* **Your instructions**:
Replace every "square brackets" with "round brackets" in the lines below, and copy the rest of each line without any change.

* **Listed entries**:

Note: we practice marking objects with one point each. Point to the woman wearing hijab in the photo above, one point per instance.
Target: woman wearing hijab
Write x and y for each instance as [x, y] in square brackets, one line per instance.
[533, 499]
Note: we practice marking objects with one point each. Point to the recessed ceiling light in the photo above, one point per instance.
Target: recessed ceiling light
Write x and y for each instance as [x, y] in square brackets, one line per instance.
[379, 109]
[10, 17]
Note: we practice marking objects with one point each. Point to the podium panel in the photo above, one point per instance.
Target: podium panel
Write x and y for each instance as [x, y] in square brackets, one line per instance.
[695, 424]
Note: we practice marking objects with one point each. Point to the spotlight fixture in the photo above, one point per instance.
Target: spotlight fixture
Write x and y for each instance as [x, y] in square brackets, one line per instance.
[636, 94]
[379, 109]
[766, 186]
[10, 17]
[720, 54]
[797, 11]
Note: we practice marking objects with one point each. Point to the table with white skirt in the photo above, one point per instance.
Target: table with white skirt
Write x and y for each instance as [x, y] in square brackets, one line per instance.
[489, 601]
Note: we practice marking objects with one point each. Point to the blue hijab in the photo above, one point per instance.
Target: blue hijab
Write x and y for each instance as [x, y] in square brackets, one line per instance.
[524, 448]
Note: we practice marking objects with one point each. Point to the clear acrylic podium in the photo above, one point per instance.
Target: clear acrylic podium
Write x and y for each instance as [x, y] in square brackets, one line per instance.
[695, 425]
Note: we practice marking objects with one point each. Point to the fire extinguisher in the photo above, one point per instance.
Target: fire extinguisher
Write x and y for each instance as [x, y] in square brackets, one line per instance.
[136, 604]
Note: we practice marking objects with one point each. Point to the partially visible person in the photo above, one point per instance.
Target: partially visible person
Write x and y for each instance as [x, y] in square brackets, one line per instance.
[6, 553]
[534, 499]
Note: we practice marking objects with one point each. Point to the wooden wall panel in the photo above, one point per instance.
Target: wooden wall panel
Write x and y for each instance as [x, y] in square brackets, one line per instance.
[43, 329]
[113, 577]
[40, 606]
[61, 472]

* **Reply to the task**:
Note: we practice marking objects with one point each. Point to the woman wearing hijab in the photo above, one point per instance.
Target: woman wearing hijab
Write x and y for each instance as [x, y] in round brackets, one line per instance.
[533, 499]
Note: we practice marking objects with one point each. Point to the recessed ceiling light in the photo above, one point per instance.
Target: recessed ceiling light
Write x and y for each instance as [x, y] in round brackets, one line per instance.
[379, 109]
[10, 17]
Note: we practice marking objects with one point each. Point to the podium panel in the photo above, one point per instance.
Target: podium panel
Write x and y for each instance as [x, y] in round brackets, one line per instance.
[695, 424]
Note: we practice marking objects with one point each. Point to the spotlight fixture in the photo above, one point per instance.
Target: spotlight fixture
Write x and y for each instance as [x, y] in round brackets, one line per instance.
[636, 94]
[379, 109]
[766, 186]
[10, 17]
[720, 54]
[797, 11]
Note: we practice marking objects with one point each. Point to the table with white skirt in the photo above, one point per instance.
Target: table with white skirt
Write x and y for each instance as [x, y] in round brackets, one line per instance.
[489, 601]
Note: we practice marking objects with one point each. Point to the blue hijab in the photo above, one point per instance.
Target: blue hijab
Write x and y for each instance as [x, y] in round brackets, one line per instance.
[524, 448]
Note: we practice marking objects with one point each. Point to the clear acrylic podium in the photo above, one point per instance.
Target: clear acrylic podium
Write x and y for each instance as [x, y] in round brackets, one line per instance.
[695, 425]
Note: we practice marking objects with one point each. Point to the fire extinguisher in the photo above, one point per instance.
Target: fire extinguisher
Write x and y for each instance as [x, y] in round brackets, one line per instance.
[136, 604]
Note: we practice marking objects with one point each. Point to the partially visible person in the photo above, one point per instance.
Target: partially visible person
Write x and y for each instance as [x, y] in round brackets, one line per instance.
[6, 553]
[534, 499]
Note: we practice marking objects with one point each. Point to the wooden wall panel in the photo above, one point per instance.
Target: wooden wall panel
Write x and y for each instance as [x, y] in round brackets, one line per instance.
[43, 329]
[113, 577]
[40, 606]
[61, 472]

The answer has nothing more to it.